▶ [ЦЕЛЬ УПРАЖНЕНИЯ] Перепишите весь материал, заменив «drop a marker» на «place a point» и не меняя больше ничего.

▶ [ИЗВЛЕЧЁННЫЙ МАТЕРИАЛ]
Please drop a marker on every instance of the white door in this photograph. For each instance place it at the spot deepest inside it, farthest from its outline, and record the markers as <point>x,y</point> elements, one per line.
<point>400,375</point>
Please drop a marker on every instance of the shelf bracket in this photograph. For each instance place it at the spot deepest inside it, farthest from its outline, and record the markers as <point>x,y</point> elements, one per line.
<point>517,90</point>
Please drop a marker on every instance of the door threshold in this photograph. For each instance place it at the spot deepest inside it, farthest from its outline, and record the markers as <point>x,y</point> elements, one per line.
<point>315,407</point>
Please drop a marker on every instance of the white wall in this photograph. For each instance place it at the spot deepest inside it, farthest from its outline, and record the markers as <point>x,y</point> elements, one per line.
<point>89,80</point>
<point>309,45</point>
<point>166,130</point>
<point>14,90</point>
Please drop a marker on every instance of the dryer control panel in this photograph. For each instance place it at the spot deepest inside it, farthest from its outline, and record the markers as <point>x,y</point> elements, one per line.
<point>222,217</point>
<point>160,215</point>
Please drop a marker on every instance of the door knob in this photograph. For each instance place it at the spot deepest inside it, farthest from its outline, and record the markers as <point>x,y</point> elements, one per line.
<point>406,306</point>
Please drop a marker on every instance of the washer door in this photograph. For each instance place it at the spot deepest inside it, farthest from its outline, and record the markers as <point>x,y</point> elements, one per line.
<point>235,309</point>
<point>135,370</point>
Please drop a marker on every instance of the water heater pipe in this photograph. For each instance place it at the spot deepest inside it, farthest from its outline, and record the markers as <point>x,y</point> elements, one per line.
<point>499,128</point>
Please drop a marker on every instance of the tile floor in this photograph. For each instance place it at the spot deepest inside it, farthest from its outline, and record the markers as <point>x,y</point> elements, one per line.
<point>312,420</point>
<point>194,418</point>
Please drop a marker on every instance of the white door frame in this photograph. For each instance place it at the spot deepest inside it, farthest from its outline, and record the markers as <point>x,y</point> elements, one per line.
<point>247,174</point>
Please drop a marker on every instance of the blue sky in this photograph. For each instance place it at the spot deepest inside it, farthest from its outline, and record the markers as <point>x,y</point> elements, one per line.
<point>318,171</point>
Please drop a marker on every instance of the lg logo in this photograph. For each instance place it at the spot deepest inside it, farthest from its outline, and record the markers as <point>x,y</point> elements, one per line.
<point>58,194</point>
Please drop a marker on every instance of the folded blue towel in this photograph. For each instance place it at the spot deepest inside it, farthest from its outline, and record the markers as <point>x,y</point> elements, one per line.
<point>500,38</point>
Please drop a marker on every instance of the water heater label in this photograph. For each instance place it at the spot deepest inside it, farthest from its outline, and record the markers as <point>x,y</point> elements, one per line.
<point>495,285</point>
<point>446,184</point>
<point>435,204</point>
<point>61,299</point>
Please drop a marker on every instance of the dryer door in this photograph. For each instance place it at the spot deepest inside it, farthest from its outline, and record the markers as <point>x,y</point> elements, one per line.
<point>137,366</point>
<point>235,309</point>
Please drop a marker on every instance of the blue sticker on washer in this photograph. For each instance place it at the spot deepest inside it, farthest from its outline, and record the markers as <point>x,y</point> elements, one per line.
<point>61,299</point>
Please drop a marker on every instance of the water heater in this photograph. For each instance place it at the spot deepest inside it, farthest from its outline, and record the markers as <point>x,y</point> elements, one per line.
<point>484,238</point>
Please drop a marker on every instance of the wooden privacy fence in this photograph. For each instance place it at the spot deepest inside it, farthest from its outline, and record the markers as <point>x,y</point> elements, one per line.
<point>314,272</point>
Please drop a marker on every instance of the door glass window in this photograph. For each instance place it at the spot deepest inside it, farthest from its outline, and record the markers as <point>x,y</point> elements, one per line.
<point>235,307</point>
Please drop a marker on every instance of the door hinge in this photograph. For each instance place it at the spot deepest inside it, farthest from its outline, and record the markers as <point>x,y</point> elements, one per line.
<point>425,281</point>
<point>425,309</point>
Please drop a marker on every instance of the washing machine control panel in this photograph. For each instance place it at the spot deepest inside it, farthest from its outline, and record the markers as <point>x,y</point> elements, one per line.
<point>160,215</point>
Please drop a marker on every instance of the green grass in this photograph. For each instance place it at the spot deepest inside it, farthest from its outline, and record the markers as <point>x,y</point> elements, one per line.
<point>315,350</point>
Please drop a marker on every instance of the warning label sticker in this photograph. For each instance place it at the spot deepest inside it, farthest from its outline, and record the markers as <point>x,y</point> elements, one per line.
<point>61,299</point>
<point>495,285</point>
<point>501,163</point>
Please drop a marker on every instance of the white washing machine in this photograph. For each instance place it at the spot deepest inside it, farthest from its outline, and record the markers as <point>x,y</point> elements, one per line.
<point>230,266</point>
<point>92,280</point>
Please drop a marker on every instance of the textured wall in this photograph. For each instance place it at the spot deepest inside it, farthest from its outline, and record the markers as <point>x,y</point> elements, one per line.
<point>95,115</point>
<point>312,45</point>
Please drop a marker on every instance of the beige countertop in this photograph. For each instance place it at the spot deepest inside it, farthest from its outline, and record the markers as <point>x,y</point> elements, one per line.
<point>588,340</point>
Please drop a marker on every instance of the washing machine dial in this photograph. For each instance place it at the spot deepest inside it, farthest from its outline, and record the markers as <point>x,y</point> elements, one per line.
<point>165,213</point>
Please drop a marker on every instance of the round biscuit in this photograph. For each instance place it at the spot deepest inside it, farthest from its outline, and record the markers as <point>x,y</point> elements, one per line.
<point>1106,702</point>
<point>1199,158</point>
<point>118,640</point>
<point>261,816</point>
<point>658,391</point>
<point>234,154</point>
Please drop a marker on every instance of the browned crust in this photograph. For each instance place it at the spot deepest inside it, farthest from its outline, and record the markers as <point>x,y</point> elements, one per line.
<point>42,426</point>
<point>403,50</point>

▶ [РЕШЕНИЕ]
Please place a point on every instance of the white door in this photograph. For each instance place it at the spot deepest inside it, farthest from its outline, and record the markers as <point>x,y</point> elements, one per line.
<point>400,375</point>
Please place a point on every instance of the shelf bracket in this photograph. For each instance place it at the spot deepest inside it, farthest from its outline, and record the markers as <point>x,y</point> elements, one per line.
<point>517,90</point>
Please place a point on every instance of the door threshold in this photograph. For each instance place it at the spot deepest inside it, farthest from its outline, and record the markers as <point>x,y</point> elements, one per line.
<point>315,407</point>
Please place a point on every instance of the white wall in this photograph. For each instance place it at the spot deepest inside it, farthest from its outline, and record the markers as <point>x,y</point> elements, one per line.
<point>89,80</point>
<point>309,45</point>
<point>166,130</point>
<point>14,90</point>
Please place a point on every instance of the dryer control panel in this photograph. For each instance place it at the spot deepest inside it, farthest from its outline, and record the markers as <point>x,y</point> elements, one per line.
<point>222,217</point>
<point>160,215</point>
Please place a point on every instance of the door knob in this photograph. For each instance place it at the spot deepest inside it, farthest from its outline, and record the markers as <point>x,y</point> elements, one per line.
<point>406,306</point>
Please place a point on every instance of the washer door in this photograph. For each instance place it at the spot deepest inside it, farthest from its outline, and record the markers as <point>x,y</point> elements, one per line.
<point>235,309</point>
<point>135,370</point>
Please place a point on every instance of the water heater pipe in this photograph. For each instance place it at the spot deepest inside it, farthest from its outline, and record the markers as <point>x,y</point> elements, one per line.
<point>499,128</point>
Please place a point on every instance of the tile floor in this photograph. For each instance place it at the spot deepest inside it, farthest from its outline, and record the markers as <point>x,y</point> elements, one per line.
<point>312,420</point>
<point>194,418</point>
Please place a point on every instance of the white door frame in this photograph. For each instance place it at the spot deepest inside it, farthest from its outline, and record the markers as <point>x,y</point> elements, one per line.
<point>247,174</point>
Please place a point on every instance of the blue sky in this photograph. For each instance place it at the spot deepest inside it, farthest from its outline, and record the markers as <point>x,y</point> elements, one per line.
<point>318,171</point>
Please place a point on every instance of the lg logo in this photograph. For each instance place it at the spot deepest inside it, farthest from its outline, and record the markers as <point>x,y</point> elements, one per line.
<point>58,194</point>
Please place a point on every instance of the folded blue towel in this photograph. For each instance place it at the spot deepest inside it, farthest from its outline, and record the markers as <point>x,y</point> elements, one per line.
<point>500,38</point>
Please place a point on every instance of the water heater label in this photograph. For each instance place it at the spot deepest inside it, farthest from its outline, and record the markers as <point>x,y</point> elements, one per line.
<point>495,285</point>
<point>446,184</point>
<point>435,204</point>
<point>61,299</point>
Please place a point on every instance of the dryer door in this photograph. For each instance place it at the spot deepest inside it, farthest from its outline, and record the markers as <point>x,y</point> elements, one per line.
<point>137,366</point>
<point>235,309</point>
Please place a point on every instance of the blue sticker on washer in this photograph. For each instance place it at the spot deepest inside it, farthest from its outline, and record the markers as <point>x,y</point> elements, one per line.
<point>61,299</point>
Please place a point on every instance of the water heater in this photograph. For each instance place it at the spot deepest inside it, farthest from its outline, and record the markers as <point>x,y</point> elements, one per line.
<point>484,238</point>
Please place a point on every instance of the wooden privacy fence in this photograph. For each instance place it at the spot deepest inside it, farthest from its outline, and record the markers as <point>x,y</point> elements, one per line.
<point>314,272</point>
Please place a point on every instance of the door glass window in this photograph. For each instance place it at the spot deepest inside it, farthest from its outline, and record the markers as <point>x,y</point> elements, one per line.
<point>235,307</point>
Please place a point on every instance of the door hinge in this photograph. For each instance place it at the spot deepest inside it, farthest from its outline, and record the markers as <point>x,y</point> elements, one per line.
<point>425,281</point>
<point>425,309</point>
Please place a point on every instance of the washing machine control panel in this photograph. For each instance place it at the spot deepest inside it, farthest from its outline, and record the markers as <point>x,y</point> elements, one per line.
<point>160,215</point>
Please place a point on every instance of the green grass in this photograph. For each instance place it at the spot deepest inside it, farthest from its outline, and record the markers as <point>x,y</point> elements, one per line.
<point>315,350</point>
Please place a point on every instance of the warning label sticker in this photograph. For each instance place it at the spot deepest inside it, farthest from its outline, and record the markers as <point>x,y</point> elements, one per line.
<point>61,299</point>
<point>495,285</point>
<point>501,163</point>
Please place a point on every instance of the white washing machine in this photograph. For each instance place it at the spot deepest inside it, farthest from its outline, and record the markers as <point>x,y</point> elements, one per line.
<point>230,266</point>
<point>92,280</point>
Please place a point on every instance of the textured wall in this photograph. For each instance place it at the spot deepest inside it, farthest from its outline, and record the markers as <point>x,y</point> elements, one per line.
<point>95,115</point>
<point>312,45</point>
Please place a point on every instance of the beige countertop in this photograph. For each instance place it at the spot deepest inside it, farthest from its outline, and record the markers as <point>x,y</point> elements, one per line.
<point>588,340</point>
Please place a point on every instance of the washing machine dial in this photograph. For each instance place it at the spot deepest inside it, farthest from its outline, and record the markers as <point>x,y</point> elements, one per line.
<point>165,213</point>
Please place a point on every instance of the round biscuit in this photograph. For each instance place it at the spot deepest inside it, farthest from its outline, and record the markers as <point>x,y</point> elements, one per line.
<point>1106,702</point>
<point>1199,158</point>
<point>118,640</point>
<point>261,816</point>
<point>658,391</point>
<point>234,154</point>
Please place a point on every instance of the browned crust in this photograph. For each instance place it at the spot deepest inside it, farthest from its outline, and record the markers as <point>x,y</point> elements, one per line.
<point>42,426</point>
<point>403,50</point>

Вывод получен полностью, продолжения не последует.